PASSAGE SHOWN:
>>>>>

Most of us will remember Robin Williams as John Keating, the English teacher whose career ends in disaster, in Dead Poets Society (written for the screen by Tom Schulman and directed by Peter Weir).
Dead Poets Society is a memorable film: it’s heartbreaking to watch a young, idealistic, charismatic, friendly, passionate, inspiring, well-intentioned Keating leading his students toward a tragedy. But some would say that the vision of literature and poetry that Keating wants so badly to impart to his students is both deeply seductive, and completely misleading.
It might be worth taking a fresh look at the film, if only to see Robin Williams in a moving performance.
But not all stories about teachers take place in grand old schools with ivy-covered walls. In fiction as in real life, schools are mostly post-war buildings that have seen better days, and there really are teachers who seem to be part crusader-warrior and part missionary, though they would probably just say they love their jobs and love their students.
In a 2007 New York Times review, critic Manohla Dargis wrote that:
“As a cinematic subspecies, films about teachers working with throwaway kids tend to follow a predictable arc involving conflict and resolution, smooth beats and bitter tears. Sometimes, as with “Dangerous Minds,” the 1995 film in which Michelle Pfeiffer uses her cheekbones to disarm high school toughs, the results are risible. Sometimes, as with the egregiously offensive “187” (1997), wherein Samuel L. Jackson makes like Charles Bronson with some bad students, it’s an argument for universal home schooling.”
HAHAHA! Well, she has a point. Still, there are some pretty great books and movies out there that aren’t in the least bit cloying or manipulative, and in which cheekbones play no known role.
In England, wanting to share his experiences as a black teacher in the secondary school classrooms of London’s tough East End, Edwardo Ricardo (E.R.) Braithwaite wrote an autobiographical novel titled To Sir, with Love (1959). Sidney Poitier came to star in the film version in 1967, playing the part of Mark Thackeray (as Brathwaite), with his usual understatement and grace. Sadly, the book has been somewhat overlooked, but there’s a copy of it at the Library!
On this side of The Pond, there have been some extraordinary stories written and later translated to the screen about real, impassioned teachers; stories that have educated a public still largely ignorant about the structural inequality of educational systems around the world, and elevated the lives of at least some of the teachers and students who inspired them. Here are a few of the best:
– The movie Stand and Deliver is the story of teacher Jaime Escalante, who astonished everyone when his “troubled students” in East Los Angeles took and passed an advanced placement test in Calculus. Though Escalante died in 2010 at the age of 80, he remains unforgettable, in part thanks to Edward James Olmos’ dignified performance.

<<<<<

PROVIDED DATA:
>>>>>

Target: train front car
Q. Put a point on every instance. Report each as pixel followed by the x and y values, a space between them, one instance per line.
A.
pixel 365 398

<<<<<
>>>>>

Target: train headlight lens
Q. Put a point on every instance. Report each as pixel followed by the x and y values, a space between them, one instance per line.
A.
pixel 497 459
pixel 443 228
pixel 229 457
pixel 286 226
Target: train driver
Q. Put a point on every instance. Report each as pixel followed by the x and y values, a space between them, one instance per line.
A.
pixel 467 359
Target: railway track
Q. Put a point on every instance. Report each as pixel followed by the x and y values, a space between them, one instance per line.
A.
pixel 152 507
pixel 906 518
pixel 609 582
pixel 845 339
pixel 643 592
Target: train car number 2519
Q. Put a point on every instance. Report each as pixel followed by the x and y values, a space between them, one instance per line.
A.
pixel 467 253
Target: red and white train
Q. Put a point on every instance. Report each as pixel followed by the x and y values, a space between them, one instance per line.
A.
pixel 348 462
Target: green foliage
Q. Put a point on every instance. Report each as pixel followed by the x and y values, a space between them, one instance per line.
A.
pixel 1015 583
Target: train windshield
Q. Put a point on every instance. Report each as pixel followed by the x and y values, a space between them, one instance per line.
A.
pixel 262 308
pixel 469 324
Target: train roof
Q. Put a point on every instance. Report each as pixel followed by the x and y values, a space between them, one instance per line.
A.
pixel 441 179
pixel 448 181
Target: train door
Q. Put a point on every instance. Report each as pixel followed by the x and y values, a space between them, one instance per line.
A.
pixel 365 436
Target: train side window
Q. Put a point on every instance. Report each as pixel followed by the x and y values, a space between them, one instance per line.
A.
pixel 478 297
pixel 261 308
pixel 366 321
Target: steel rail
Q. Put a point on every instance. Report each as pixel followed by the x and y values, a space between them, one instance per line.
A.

<<<<<
>>>>>

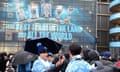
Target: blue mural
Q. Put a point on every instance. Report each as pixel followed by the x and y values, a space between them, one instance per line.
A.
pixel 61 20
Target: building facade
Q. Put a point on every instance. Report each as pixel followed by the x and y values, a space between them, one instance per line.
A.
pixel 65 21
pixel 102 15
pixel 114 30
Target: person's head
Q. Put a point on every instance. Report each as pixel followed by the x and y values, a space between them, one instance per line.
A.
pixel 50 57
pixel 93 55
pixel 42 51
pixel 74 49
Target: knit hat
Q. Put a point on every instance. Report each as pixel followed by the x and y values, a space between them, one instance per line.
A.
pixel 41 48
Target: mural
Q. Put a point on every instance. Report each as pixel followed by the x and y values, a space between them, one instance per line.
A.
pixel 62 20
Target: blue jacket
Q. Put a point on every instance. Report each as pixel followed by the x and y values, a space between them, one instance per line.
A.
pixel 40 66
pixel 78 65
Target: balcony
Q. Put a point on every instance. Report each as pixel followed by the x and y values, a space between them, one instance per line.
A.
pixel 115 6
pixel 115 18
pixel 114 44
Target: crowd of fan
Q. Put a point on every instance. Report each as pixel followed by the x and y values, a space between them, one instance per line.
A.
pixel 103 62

<<<<<

REQUIRED ACTIONS:
• a. List every film title named in the passage on films about teachers.
• b. Reproduce word for word the entries starting with the line that contains "Target: train front car" and continuing through the line that contains "pixel 365 398".
The passage on films about teachers and the entries come from unrelated sources.

RESPONSES TO THE EXERCISE:
• a.
Dead Poets Society
Dangerous Minds
187
To Sir, with Love
Stand and Deliver

• b.
Target: train front car
Q. Put a point on every instance. Report each as pixel followed by the x and y values, a space between them, one instance per line.
A.
pixel 365 398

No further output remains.